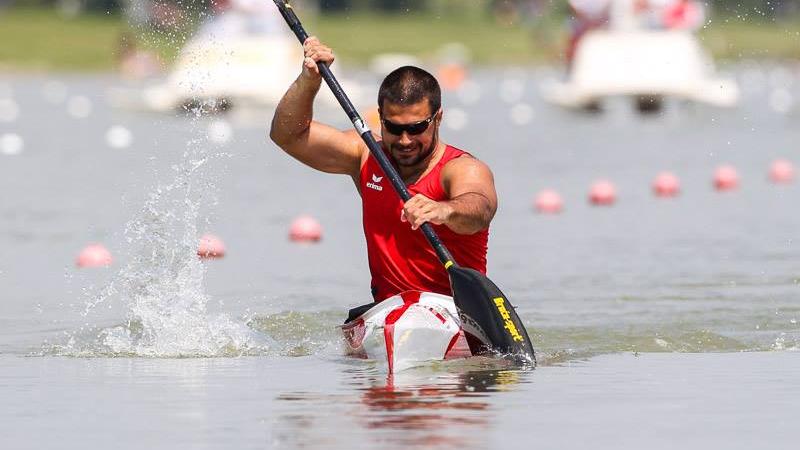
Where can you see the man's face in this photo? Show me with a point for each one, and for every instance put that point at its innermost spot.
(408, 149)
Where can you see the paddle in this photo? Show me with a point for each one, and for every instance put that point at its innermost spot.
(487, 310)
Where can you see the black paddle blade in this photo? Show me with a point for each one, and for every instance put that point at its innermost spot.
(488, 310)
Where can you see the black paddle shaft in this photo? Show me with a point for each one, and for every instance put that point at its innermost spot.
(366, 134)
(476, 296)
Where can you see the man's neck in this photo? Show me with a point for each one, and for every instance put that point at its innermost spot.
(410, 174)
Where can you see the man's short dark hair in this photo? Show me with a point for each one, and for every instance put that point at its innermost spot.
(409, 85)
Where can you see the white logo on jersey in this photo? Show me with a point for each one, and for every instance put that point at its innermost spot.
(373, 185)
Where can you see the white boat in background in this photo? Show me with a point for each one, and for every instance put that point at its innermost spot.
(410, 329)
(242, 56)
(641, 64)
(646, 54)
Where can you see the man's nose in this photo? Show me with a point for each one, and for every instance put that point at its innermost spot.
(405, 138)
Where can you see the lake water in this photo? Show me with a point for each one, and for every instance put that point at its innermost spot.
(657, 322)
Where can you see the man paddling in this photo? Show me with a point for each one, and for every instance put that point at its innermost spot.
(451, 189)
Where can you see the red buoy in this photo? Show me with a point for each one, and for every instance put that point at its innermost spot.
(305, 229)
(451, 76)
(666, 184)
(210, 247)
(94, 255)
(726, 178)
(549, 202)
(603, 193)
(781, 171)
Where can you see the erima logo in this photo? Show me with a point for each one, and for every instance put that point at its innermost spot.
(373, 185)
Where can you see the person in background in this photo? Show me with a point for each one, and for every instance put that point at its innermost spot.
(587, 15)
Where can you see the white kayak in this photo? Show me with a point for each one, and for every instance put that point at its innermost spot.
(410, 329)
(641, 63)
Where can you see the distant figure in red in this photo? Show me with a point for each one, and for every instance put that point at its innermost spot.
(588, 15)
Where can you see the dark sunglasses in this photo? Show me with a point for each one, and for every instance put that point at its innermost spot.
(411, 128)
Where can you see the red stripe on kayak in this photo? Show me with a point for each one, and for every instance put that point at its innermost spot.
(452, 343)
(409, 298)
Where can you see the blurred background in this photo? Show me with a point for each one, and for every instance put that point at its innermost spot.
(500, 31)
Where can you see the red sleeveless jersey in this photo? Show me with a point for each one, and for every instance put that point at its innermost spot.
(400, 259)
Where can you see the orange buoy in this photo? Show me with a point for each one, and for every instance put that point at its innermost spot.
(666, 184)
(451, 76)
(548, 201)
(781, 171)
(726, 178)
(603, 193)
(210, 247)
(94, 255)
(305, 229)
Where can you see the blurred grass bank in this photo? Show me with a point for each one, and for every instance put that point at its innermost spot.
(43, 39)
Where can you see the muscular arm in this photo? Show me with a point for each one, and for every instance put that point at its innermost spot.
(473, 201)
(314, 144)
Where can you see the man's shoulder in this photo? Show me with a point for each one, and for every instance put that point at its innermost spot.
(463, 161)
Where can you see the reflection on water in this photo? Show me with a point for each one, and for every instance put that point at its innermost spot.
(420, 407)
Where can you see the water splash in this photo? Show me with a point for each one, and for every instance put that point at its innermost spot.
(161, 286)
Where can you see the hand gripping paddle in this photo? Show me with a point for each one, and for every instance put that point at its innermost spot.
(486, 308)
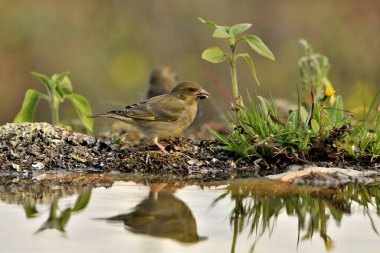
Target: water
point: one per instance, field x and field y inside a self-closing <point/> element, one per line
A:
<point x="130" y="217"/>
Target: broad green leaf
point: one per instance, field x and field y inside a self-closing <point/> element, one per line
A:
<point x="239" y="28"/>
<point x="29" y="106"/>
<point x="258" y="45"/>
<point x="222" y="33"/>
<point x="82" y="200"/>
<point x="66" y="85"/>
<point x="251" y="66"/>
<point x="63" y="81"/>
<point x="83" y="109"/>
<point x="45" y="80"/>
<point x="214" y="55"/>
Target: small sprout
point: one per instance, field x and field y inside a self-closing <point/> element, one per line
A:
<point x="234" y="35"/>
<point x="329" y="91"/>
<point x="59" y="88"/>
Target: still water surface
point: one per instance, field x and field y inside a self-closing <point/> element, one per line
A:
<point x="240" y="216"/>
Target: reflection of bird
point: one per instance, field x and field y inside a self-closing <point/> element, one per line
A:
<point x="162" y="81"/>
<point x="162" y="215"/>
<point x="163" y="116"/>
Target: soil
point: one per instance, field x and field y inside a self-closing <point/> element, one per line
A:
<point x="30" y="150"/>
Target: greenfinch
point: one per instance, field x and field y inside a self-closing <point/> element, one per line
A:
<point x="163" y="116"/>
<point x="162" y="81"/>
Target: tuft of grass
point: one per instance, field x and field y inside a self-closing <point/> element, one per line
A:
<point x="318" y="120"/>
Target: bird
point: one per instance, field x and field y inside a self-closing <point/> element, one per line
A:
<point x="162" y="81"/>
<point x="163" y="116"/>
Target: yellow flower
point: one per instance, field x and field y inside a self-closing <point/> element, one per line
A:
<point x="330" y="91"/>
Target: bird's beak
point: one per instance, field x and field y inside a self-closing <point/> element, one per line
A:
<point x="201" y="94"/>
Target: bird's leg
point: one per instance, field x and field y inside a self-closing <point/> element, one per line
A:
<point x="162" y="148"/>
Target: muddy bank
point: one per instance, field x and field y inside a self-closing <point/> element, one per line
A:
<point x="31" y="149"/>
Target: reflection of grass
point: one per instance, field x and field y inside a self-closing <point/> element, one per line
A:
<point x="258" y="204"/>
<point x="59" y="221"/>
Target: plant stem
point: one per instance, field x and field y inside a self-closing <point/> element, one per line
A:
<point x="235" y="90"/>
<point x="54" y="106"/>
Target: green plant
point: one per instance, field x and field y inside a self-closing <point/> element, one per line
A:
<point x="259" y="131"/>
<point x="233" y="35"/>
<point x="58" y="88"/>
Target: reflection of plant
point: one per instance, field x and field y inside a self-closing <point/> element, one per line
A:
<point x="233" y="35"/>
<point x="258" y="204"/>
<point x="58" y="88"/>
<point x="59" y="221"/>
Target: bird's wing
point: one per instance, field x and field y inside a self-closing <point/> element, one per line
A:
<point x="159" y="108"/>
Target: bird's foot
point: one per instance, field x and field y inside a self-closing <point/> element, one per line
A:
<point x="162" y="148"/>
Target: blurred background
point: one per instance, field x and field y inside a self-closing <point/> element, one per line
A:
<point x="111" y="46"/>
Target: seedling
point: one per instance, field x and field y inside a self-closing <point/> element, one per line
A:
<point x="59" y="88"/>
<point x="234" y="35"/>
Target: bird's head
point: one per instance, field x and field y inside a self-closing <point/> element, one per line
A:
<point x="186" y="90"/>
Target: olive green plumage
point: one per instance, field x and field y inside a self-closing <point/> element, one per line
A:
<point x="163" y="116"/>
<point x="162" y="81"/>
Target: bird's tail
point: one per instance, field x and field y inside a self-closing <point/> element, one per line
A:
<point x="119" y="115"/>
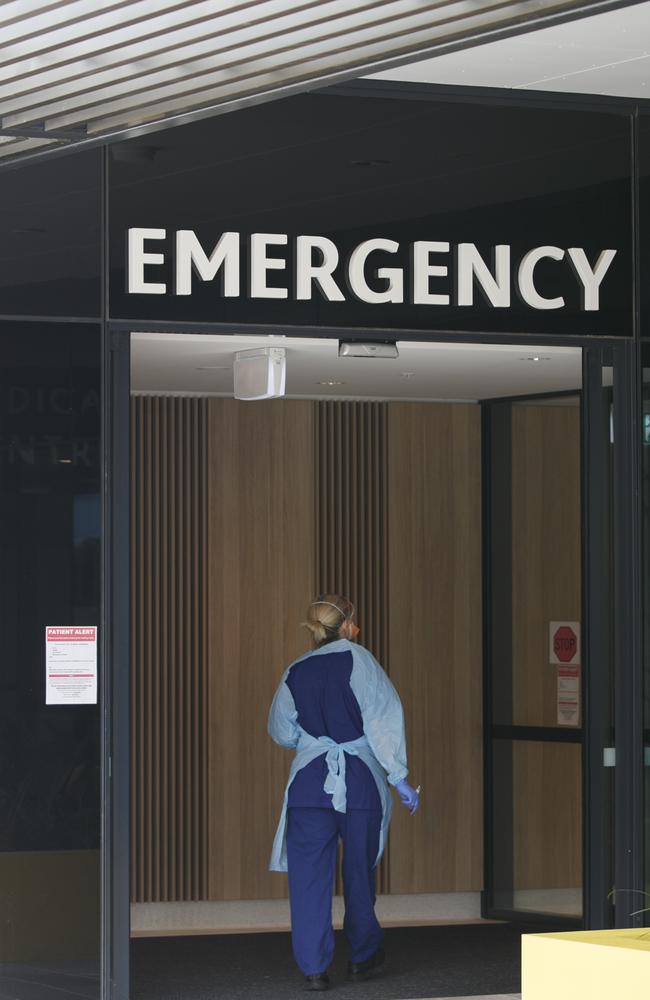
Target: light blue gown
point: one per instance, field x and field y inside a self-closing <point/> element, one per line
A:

PROBLEM DETAILS =
Of the entries above, transcribe exactly those lines that fall between the line containing "Target: bird's leg" and the line containing "Target: reflection of grass", together with those two lines.

ANSWER BOX =
Target: bird's leg
point: one per instance, field x and field y inside a self-closing <point/> element, one per line
A:
<point x="162" y="148"/>
Target: muddy bank
point: one per instance, field x and field y inside a self-closing <point/> element, one per line
A:
<point x="31" y="149"/>
Target: reflection of grass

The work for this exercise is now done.